*** Given records ***

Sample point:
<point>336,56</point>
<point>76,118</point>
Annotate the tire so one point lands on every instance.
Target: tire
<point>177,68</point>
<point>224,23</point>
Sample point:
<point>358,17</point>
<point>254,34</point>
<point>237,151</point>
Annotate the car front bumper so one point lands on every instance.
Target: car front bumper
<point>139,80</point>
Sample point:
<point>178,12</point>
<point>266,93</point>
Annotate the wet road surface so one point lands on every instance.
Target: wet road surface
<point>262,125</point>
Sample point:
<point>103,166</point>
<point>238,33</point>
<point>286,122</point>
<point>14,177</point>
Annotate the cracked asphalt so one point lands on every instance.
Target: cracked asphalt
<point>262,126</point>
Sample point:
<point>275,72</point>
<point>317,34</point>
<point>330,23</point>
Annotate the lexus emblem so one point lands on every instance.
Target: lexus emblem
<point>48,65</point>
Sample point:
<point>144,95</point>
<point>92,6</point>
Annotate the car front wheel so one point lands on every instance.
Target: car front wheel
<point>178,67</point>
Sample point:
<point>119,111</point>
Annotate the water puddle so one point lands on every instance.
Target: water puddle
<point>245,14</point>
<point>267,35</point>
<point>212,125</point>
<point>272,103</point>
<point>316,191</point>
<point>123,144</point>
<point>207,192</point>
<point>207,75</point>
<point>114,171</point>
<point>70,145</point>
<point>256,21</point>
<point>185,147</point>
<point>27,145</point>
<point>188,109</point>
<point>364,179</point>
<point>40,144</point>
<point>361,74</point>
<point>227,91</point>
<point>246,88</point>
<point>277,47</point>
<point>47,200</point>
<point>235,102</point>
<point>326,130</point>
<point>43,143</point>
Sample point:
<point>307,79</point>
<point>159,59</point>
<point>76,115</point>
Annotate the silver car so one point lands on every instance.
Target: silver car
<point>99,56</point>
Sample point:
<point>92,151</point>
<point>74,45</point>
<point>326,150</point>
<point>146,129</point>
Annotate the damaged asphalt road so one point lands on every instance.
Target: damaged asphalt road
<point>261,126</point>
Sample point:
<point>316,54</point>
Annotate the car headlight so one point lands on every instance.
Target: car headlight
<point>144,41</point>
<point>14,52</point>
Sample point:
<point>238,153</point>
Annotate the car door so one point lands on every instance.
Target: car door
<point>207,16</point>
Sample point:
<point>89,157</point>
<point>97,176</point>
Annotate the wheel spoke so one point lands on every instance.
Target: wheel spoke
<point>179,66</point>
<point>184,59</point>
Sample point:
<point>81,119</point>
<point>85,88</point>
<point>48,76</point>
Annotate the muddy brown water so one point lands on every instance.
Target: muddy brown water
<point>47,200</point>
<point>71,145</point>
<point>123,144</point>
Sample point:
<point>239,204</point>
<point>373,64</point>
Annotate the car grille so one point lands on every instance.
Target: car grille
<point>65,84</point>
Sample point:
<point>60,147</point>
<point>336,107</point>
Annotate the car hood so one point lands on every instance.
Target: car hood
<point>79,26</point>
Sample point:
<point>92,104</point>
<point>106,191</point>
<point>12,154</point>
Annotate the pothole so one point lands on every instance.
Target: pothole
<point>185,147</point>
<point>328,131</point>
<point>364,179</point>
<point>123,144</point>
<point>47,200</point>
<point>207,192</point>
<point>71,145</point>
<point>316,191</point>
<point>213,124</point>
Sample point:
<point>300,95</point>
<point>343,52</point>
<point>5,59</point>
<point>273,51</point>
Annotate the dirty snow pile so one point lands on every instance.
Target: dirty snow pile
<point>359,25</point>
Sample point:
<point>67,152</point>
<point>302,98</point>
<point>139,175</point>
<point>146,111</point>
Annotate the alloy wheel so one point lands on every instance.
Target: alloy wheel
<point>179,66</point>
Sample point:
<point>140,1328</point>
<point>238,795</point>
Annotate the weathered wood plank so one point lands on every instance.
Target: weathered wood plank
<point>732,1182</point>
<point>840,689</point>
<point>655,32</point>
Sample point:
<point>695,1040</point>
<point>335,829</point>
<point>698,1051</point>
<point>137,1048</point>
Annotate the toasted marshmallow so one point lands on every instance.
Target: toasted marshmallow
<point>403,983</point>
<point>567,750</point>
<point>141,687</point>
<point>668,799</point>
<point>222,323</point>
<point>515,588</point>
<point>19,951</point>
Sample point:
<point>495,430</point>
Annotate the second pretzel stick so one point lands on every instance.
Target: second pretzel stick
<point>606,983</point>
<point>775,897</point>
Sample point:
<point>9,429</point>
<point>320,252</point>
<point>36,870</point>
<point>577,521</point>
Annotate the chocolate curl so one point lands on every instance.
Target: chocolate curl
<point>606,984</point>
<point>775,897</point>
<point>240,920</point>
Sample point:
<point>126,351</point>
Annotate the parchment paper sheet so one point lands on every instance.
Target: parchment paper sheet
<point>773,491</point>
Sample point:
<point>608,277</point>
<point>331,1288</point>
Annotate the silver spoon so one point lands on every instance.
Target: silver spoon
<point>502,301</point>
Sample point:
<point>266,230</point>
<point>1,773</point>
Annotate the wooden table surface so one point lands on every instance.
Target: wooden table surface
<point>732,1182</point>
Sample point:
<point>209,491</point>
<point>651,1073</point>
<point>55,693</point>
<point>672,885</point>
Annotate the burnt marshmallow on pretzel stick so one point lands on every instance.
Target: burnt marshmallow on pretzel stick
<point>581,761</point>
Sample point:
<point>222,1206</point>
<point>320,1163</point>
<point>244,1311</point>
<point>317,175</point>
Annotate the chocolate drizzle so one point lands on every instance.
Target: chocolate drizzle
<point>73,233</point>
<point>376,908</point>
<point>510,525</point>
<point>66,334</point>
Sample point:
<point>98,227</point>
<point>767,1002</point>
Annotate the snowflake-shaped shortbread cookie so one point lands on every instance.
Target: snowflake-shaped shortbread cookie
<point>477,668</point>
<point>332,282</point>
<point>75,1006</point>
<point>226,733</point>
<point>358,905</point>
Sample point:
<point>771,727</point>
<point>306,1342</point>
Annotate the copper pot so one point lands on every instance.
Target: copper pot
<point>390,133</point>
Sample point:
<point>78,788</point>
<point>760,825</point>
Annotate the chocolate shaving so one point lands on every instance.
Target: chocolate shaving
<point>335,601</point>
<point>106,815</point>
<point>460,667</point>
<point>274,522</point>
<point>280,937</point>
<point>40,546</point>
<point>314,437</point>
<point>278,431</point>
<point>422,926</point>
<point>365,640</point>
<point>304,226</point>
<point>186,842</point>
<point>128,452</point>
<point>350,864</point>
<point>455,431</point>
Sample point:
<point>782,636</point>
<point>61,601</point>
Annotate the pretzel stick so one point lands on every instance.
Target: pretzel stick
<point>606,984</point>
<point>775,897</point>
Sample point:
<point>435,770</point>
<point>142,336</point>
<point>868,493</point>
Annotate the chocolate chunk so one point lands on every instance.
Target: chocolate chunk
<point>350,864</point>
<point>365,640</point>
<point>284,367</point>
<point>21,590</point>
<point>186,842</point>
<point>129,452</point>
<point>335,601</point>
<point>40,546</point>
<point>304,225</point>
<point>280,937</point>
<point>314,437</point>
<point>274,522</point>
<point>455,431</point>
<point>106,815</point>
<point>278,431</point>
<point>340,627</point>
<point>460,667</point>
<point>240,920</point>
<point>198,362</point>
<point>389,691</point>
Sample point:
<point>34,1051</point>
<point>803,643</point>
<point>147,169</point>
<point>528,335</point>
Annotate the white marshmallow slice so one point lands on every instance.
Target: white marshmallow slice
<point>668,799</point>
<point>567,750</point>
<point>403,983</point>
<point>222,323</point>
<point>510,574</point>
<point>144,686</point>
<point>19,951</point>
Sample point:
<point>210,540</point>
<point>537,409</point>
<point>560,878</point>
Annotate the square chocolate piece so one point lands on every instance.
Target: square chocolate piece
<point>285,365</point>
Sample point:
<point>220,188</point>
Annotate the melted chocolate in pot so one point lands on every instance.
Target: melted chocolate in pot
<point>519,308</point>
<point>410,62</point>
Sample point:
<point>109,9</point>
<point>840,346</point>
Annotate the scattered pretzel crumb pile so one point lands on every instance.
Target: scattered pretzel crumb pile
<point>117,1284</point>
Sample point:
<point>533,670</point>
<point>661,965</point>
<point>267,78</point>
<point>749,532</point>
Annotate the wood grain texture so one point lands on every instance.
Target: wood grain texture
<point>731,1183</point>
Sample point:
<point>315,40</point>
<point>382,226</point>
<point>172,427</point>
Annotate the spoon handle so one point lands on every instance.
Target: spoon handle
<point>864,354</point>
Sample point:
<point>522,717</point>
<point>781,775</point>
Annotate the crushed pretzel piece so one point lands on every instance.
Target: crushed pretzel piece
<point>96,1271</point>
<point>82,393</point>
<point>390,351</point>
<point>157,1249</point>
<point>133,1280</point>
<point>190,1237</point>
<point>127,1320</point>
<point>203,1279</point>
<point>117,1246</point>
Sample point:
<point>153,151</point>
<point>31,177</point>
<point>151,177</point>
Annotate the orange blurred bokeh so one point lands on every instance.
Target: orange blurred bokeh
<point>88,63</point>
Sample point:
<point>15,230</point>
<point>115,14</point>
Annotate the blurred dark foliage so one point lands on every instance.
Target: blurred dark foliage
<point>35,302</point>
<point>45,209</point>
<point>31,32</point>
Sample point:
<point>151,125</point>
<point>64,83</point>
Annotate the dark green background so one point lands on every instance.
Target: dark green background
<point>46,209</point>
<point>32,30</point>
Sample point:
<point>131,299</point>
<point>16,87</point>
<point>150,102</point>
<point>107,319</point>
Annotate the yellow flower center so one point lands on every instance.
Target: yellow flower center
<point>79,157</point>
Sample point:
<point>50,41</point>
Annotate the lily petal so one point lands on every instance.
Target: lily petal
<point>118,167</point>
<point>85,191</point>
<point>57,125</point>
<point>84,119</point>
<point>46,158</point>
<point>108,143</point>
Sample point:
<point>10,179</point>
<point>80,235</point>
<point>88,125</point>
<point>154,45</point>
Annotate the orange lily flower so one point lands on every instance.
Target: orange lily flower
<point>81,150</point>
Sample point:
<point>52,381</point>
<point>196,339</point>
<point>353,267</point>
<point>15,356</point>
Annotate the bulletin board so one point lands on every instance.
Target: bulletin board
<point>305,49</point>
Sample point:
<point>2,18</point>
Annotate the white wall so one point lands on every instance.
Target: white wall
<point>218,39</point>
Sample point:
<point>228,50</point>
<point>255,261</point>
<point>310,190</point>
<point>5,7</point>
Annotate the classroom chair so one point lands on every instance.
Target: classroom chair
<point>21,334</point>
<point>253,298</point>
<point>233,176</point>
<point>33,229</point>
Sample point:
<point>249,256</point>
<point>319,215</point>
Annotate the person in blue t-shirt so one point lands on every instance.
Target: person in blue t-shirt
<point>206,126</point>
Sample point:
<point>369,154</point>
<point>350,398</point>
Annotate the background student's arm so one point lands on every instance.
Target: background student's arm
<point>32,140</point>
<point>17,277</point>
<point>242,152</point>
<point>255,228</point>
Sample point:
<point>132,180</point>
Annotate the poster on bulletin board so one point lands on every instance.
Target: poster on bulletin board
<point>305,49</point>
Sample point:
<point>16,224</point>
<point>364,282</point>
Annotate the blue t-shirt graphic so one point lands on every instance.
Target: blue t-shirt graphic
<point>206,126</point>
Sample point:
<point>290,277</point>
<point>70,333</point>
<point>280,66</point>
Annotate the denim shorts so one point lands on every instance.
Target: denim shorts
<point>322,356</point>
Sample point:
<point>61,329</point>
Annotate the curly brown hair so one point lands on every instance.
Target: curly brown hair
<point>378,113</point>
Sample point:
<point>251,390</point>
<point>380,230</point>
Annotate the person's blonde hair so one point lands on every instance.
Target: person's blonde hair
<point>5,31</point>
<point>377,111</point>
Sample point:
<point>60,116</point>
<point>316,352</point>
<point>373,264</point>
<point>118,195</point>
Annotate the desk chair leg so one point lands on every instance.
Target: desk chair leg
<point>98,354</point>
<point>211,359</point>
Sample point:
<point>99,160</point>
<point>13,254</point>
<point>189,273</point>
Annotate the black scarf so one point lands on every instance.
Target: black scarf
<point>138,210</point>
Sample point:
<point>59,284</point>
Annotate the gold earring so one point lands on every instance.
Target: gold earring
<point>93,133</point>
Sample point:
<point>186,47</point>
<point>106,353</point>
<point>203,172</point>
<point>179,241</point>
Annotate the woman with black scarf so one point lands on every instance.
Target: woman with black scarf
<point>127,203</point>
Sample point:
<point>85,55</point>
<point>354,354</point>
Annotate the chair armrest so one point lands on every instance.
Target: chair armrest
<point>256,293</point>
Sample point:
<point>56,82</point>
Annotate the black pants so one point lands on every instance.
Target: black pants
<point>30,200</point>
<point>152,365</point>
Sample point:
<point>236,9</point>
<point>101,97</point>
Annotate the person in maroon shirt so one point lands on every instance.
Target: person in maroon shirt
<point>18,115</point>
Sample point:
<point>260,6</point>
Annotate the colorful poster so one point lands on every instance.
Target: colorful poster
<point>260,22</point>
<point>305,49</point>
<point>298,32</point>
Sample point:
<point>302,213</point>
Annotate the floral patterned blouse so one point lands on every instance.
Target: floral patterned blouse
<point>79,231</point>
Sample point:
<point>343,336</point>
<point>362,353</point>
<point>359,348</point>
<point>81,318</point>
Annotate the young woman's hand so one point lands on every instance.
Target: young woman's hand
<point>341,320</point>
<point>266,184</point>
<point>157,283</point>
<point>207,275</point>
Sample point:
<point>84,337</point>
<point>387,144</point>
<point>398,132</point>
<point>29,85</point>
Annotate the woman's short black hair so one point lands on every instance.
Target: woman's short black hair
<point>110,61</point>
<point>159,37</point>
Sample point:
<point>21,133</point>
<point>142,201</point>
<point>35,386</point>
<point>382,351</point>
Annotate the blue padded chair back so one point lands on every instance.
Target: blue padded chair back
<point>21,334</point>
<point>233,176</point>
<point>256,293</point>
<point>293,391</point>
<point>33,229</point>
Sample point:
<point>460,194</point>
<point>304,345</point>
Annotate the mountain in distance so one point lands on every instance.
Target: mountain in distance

*** End of Given records ***

§ **Exercise description**
Report each line of the listing above that uses the word "distance".

§ **Response box**
Annotate the mountain in distance so one point lands on every instance.
Target: mountain in distance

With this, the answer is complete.